[Named object pointing entries]

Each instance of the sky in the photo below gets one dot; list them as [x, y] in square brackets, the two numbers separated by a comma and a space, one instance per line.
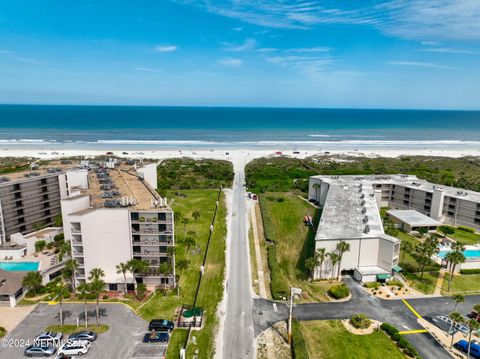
[275, 53]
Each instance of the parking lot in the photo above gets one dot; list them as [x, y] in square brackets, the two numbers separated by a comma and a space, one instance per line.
[122, 340]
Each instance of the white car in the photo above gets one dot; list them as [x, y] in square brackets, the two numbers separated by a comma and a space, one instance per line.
[75, 347]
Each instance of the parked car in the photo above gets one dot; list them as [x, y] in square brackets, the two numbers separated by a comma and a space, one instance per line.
[156, 337]
[39, 350]
[463, 346]
[84, 335]
[161, 325]
[75, 347]
[49, 338]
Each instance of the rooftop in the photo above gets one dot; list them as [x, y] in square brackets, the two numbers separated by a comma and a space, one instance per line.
[413, 218]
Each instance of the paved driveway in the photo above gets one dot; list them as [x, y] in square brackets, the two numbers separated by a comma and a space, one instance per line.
[122, 340]
[394, 312]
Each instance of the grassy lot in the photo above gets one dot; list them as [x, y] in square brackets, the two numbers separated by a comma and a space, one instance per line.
[330, 340]
[185, 202]
[462, 283]
[70, 329]
[282, 215]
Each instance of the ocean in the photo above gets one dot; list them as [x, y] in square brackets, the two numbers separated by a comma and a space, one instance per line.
[115, 127]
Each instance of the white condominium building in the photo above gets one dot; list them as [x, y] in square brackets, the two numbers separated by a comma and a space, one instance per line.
[113, 215]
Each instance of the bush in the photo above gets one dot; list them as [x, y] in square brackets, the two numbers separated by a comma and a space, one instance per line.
[339, 291]
[360, 321]
[470, 271]
[466, 229]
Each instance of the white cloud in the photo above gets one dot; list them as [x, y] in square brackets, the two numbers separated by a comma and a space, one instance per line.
[229, 61]
[165, 48]
[420, 64]
[146, 69]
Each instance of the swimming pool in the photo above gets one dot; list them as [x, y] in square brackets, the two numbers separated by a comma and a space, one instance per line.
[469, 253]
[19, 266]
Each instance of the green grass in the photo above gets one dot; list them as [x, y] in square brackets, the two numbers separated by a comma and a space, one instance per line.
[462, 283]
[330, 340]
[211, 290]
[282, 215]
[70, 329]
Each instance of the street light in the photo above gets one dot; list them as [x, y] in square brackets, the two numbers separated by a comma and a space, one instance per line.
[293, 291]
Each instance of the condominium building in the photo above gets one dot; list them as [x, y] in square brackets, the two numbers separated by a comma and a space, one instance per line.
[28, 199]
[112, 215]
[351, 206]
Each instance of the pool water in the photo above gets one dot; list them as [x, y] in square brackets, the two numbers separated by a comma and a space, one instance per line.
[469, 253]
[19, 266]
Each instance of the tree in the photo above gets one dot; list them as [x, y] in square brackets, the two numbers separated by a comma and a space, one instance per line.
[334, 258]
[458, 298]
[32, 281]
[83, 290]
[60, 290]
[453, 258]
[123, 268]
[473, 325]
[445, 230]
[310, 264]
[69, 271]
[456, 318]
[320, 256]
[316, 187]
[342, 247]
[96, 287]
[185, 221]
[423, 253]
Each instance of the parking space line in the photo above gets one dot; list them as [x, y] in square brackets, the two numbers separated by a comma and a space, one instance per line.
[411, 308]
[416, 331]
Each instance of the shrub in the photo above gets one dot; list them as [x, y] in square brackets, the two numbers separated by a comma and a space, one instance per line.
[339, 291]
[360, 321]
[466, 229]
[470, 271]
[40, 245]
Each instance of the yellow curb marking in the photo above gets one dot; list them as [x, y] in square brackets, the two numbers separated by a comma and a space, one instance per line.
[417, 331]
[411, 308]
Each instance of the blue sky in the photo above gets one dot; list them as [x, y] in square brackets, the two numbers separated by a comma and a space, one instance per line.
[312, 53]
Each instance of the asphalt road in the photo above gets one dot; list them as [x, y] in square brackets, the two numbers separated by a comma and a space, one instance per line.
[238, 338]
[122, 340]
[394, 312]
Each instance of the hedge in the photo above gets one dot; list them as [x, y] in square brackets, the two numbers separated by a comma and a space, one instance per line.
[470, 271]
[299, 347]
[339, 291]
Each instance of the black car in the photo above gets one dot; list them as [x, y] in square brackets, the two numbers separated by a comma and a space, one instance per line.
[156, 337]
[84, 335]
[161, 325]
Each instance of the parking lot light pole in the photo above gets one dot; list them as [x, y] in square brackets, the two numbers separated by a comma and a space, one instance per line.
[293, 291]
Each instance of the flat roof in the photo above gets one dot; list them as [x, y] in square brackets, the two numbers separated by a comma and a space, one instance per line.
[413, 218]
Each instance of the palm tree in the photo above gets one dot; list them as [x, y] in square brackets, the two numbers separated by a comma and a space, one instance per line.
[342, 247]
[458, 298]
[123, 268]
[316, 187]
[453, 258]
[83, 291]
[32, 281]
[69, 271]
[185, 221]
[320, 256]
[96, 287]
[334, 258]
[456, 318]
[60, 290]
[473, 325]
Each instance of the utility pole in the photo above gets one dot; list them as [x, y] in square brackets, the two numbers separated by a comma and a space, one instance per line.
[293, 292]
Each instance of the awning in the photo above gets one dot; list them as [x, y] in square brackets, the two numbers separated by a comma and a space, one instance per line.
[397, 269]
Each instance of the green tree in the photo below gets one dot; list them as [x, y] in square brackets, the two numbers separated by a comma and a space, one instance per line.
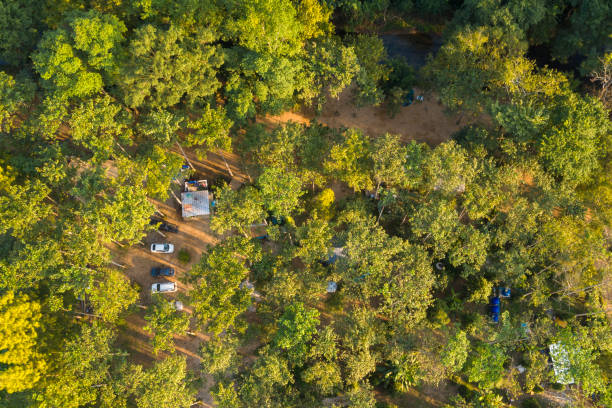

▶ _TASK STATEMENT_: Lay out all the rows above as a Markdown table with the columns No. and Line, one line per table row, skipping blank lines. Leave the pictures out.

▶ _EXERCISE RESPONSE_:
| No. | Line |
|---|---|
| 1 | Each instance of the sky in the photo below gets one dot; list them as [x, y] in square brackets, the two numbers separated by a comma and a space, one instance per line. |
| 2 | [275, 53] |
| 3 | Each instance of the parking lot in the photo above gets one dot; list them as [x, y] in square brackets, the two numbers separated by a comma and a space, one instance per line. |
| 4 | [122, 340] |
| 5 | Each instance of the white car in the photo above gets one dot; list them as [x, y] in square brackets, the two numbers separated by a comma and a space, one instance per line. |
| 6 | [75, 347] |
| 7 | Each instance of the parked car in the photo above gets one dot; list them as [x, y] in square brackets, the two numbers separated by a comma and a space, one instance per line. |
| 8 | [156, 337] |
| 9 | [39, 350] |
| 10 | [463, 346] |
| 11 | [84, 335] |
| 12 | [161, 325] |
| 13 | [75, 347] |
| 14 | [49, 338] |
| 15 | Each instance of the rooftop in the photo above gets one dot; list them as [x, y] in square brackets, the two numbers separated by a comma and a space, one instance per line. |
| 16 | [413, 218] |
| 17 | Each instance of the paved driveway in the photo above gets one dot; list them as [x, y] in square brackets, the two numbers separated by a comma and a space, one instance per line. |
| 18 | [122, 340] |
| 19 | [394, 312] |
| 20 | Each instance of the grassy lot in the photo above gets one dot; list them as [x, y] in square brackets, the two numbers separated by a comma and a space, one instance per line. |
| 21 | [330, 340] |
| 22 | [185, 202] |
| 23 | [462, 283] |
| 24 | [70, 329] |
| 25 | [282, 215] |
| 26 | Each instance of the ocean in the photo above gets one dot; list them as [x, y] in square brackets, the two numbers separated by a comma and a space, one instance per line. |
| 27 | [115, 127] |
| 28 | Each instance of the white condominium building in the photo above gets one dot; list them as [x, y] in square brackets, the two numbers separated by a comma and a space, one instance per line. |
| 29 | [113, 215] |
| 30 | Each instance of the bush in the photo above gets one dot; list them as [x, y] in square brackets, the two numbers separated by a comma and a space, one instance per line. |
| 31 | [339, 291] |
| 32 | [360, 321] |
| 33 | [470, 271] |
| 34 | [466, 229] |
| 35 | Each instance of the white cloud in the photo above gets one dot; list them as [x, y] in square brackets, the two numbers separated by a comma and a space, one instance per line. |
| 36 | [229, 61] |
| 37 | [165, 48] |
| 38 | [420, 64] |
| 39 | [146, 69] |
| 40 | Each instance of the swimming pool in the photo above gets one dot; list them as [x, y] in square brackets, the two numbers separated by a comma and a space, one instance per line. |
| 41 | [469, 253] |
| 42 | [19, 266] |
| 43 | Each instance of the green grass in the photo above gets one dot; list them as [x, y] in square brackets, the two numbers separated by a comma and a space, one instance per line. |
| 44 | [462, 283] |
| 45 | [330, 340] |
| 46 | [211, 290] |
| 47 | [282, 215] |
| 48 | [70, 329] |
| 49 | Each instance of the street light in the photo above gets one dot; list them as [x, y] in square brackets, the two numbers separated by a comma and a space, one instance per line. |
| 50 | [293, 291] |
| 51 | Each instance of the condominium building in the photo above gets one dot; list them as [x, y] in square brackets, the two numbers separated by a comma and a space, one instance per line. |
| 52 | [28, 199] |
| 53 | [112, 215] |
| 54 | [351, 206] |
| 55 | Each instance of the pool water in the photo above gets one dot; list them as [x, y] in square brackets, the two numbers separated by a comma and a space, one instance per line. |
| 56 | [469, 253] |
| 57 | [19, 266] |
| 58 | Each instance of the tree in the photo above gets one dot; list them as [x, y] in square brackets, the two numbers separated by a comma and a space, one instance per line. |
| 59 | [334, 258] |
| 60 | [458, 298] |
| 61 | [32, 281] |
| 62 | [83, 290] |
| 63 | [60, 290] |
| 64 | [453, 258] |
| 65 | [123, 268] |
| 66 | [473, 325] |
| 67 | [445, 230] |
| 68 | [310, 264] |
| 69 | [69, 271] |
| 70 | [456, 318] |
| 71 | [320, 256] |
| 72 | [316, 187] |
| 73 | [342, 247] |
| 74 | [96, 287] |
| 75 | [185, 221] |
| 76 | [423, 253] |
| 77 | Each instance of the parking space line in the photo above gets one dot; list them as [x, y] in square brackets, the two numbers separated by a comma and a space, one instance per line. |
| 78 | [411, 308] |
| 79 | [416, 331] |
| 80 | Each instance of the shrub in the photo above gets one dot; list them as [x, y] in square brackets, the two numbers separated by a comma and a space, one instance per line. |
| 81 | [339, 291] |
| 82 | [360, 321] |
| 83 | [466, 229] |
| 84 | [470, 271] |
| 85 | [40, 245] |
| 86 | Each instance of the yellow curb marking in the photo above gets one dot; list them as [x, y] in square brackets, the two numbers separated by a comma and a space, one instance per line. |
| 87 | [417, 331] |
| 88 | [411, 308] |
| 89 | Each instance of the blue sky in the photo above gets one dot; list them as [x, y] in square brackets, the two numbers separated by a comma and a space, one instance per line. |
| 90 | [312, 53] |
| 91 | Each instance of the asphalt road in the photo above gets one dot; list them as [x, y] in square brackets, the two numbers separated by a comma and a space, one instance per line. |
| 92 | [238, 338] |
| 93 | [122, 340] |
| 94 | [394, 312] |
| 95 | Each instance of the hedge in the photo above gets one dot; list them as [x, y] in square brackets, the two numbers separated by a comma and a space, one instance per line. |
| 96 | [470, 271] |
| 97 | [299, 347] |
| 98 | [339, 291] |
| 99 | Each instance of the black car in the photo above gets one dot; list them as [x, y] in square brackets, the two numbers separated by a comma and a space, one instance per line. |
| 100 | [156, 337] |
| 101 | [84, 335] |
| 102 | [161, 325] |
| 103 | Each instance of the parking lot light pole in the photo above gets one dot; list them as [x, y] in square brackets, the two numbers separated by a comma and a space, one instance per line. |
| 104 | [293, 291] |
| 105 | Each instance of the flat roof in the photo above gets one dot; list them as [x, y] in square brackets, the two numbers separated by a comma and a space, one instance per line. |
| 106 | [413, 218] |
| 107 | Each instance of the palm tree in the photo above gets one dot; list them as [x, y] in square brackets, the two numbers separated by a comma and a space, one instance per line. |
| 108 | [342, 247] |
| 109 | [458, 298] |
| 110 | [123, 268] |
| 111 | [316, 187] |
| 112 | [453, 258] |
| 113 | [83, 291] |
| 114 | [32, 281] |
| 115 | [69, 271] |
| 116 | [185, 221] |
| 117 | [320, 256] |
| 118 | [96, 287] |
| 119 | [334, 258] |
| 120 | [456, 318] |
| 121 | [60, 290] |
| 122 | [473, 325] |
| 123 | Each instance of the utility pole in the photo above gets one dot; list them as [x, y] in square brackets, the two numbers separated by a comma and a space, one instance per line. |
| 124 | [293, 292] |
| 125 | Each instance of the awning in the photo above gets one dot; list them as [x, y] in square brackets, the two numbers separated by a comma and a space, one instance per line. |
| 126 | [397, 269] |
| 127 | Each instance of the green tree in the photo below gets one dot; list them as [x, y] in square brackets, the two numbers separated by a comma and a space, one instance per line. |